A question re interpreting something in user's manual

In its description of torque mode, the manual says:

Furthermore the resolution of the amps capture is limited to around 0.5% of the full range.

Does "full range" refer to 0-1000 units (i.e. 150A for an HDC2450) or to -1000 to 1000 units (i.e. 300A for that controller)?

You might also note that in either case this is better resolution than that given by an unfiltered 100A Allegro sensor.

Ciao,
Lenny

Thanks Blake.

Given that I and several others have successfully used IR motor compensation with unfiltered Allegro sensors, and the Roboteq battery current is more precise than that, it's only estimated motor current when PWM is less than 200 (20%) that poses a problem. Given that a recent controller failure damaged and eventually destroyed the Allegro sensors, leading to a 500 msec runaway in reverse, and that I haven't been able to think of a way to make them "safe-fail", I have been re-thinking use of estimated motor current for this purpose. At this point I have gotten motor compensation using estimated current to work smoothly and precisely. It involves three things:

(1) If (abs(Throttle) + abs (Steering)) > 0 and BatteryCurrent < 20 (0.2 Amps) add 20 to the battery current so that there will be some compensation even when just starting out.

(2) If PWM < 200, boost BatteryCurrent by a small multiplier (3 works out well on my daughter's chair) at 0 PWM declining linearly to 0 at PWM = 200. This partially removes the increasing underestimate of low motor currents one gets with MotorCurrent (for PWM < 200) = BatteryCurrent/0.2 without the wild excursions toward infinity that one gets with the basic MotorCurrent = BatteryCurrent/(PWM fraction).

(3) Because turning with neither forward nor backward movement has a high torque demand, especially on difficult surfaces such as carpet or rough concrete, an R value that gives safe motor compensation at high speeds (IR motor compensation is positive feedback, hence requires caution) can give very sluggish behavior in a turn-in-place. This is strongly dependent on the weight and CG of the chair, but increasing R when not moving forward or back safely overcomes this hesitation. Because the extra compensation needed will vary a lot for different geometries, I have used two parameters: first, the increment of R to apply when ForeAftPower = (abs(GetValue(_MOTPWR,1)+GetValue(_MOTPWR,2)))/2 = 0. Second, a limiting value of ForeAftPower at which the additional R disappears, with a linear decrease from ForeAftPower = 0 to ForeAftePower = TurnBoostLimit. (Note: this turn-in-place strategy is needed with current sensors as well for chairs with heavily loaded casters.)

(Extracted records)
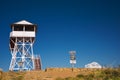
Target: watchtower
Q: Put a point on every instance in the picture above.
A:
(22, 38)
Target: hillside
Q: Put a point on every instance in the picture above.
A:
(63, 74)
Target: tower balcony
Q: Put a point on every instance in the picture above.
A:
(22, 34)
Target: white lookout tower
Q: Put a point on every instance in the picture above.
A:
(21, 45)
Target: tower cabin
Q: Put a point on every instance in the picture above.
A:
(22, 31)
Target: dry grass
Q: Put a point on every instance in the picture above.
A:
(55, 74)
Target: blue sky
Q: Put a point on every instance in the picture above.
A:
(90, 27)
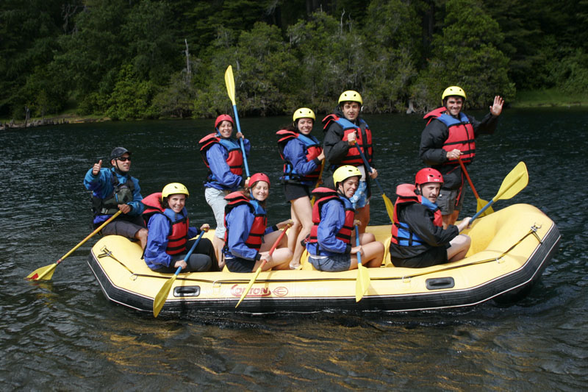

Brief:
Please continue the forum thread on IR motor compensation using estimated motor current, starting after its final sentence.

Result:
I don't know if the same strategy would work for torque (constant torque, variable speed) mode, but for IR motor compensation (constant speed, variable torque) it seems to completely eliminate the need for motor current sensors and we're getting both near constant speed with changes in loading and nice, precise response to joystick inputs.

Ciao,
Lenny

P.S. I still haven't gotten a failure analysis for the unit I sent back to Roboteq. I'll not send new board designs to the fab house, nor install the replacement HDC, until I know whether that teardown points to the same cause as my "black box" guess from the failure symptoms. For now, Rachele is using the spare unit, damaged but still usable, with a manual brake on/off switch rather than digout control.

I wrote something misleading in yesterday's note. For turn-in-place boosting of motor compensation, only the added R needs to be adjusted for different vehicle geometries. The other parameter, TurnBoostLimit, is the same PWM = 200 used by both Roboteq and in my script for transitioning from EstimatedMotorCurrent = BatteryCurrent/(PWM fraction) to a function that doesn't go infinite at PWM=0.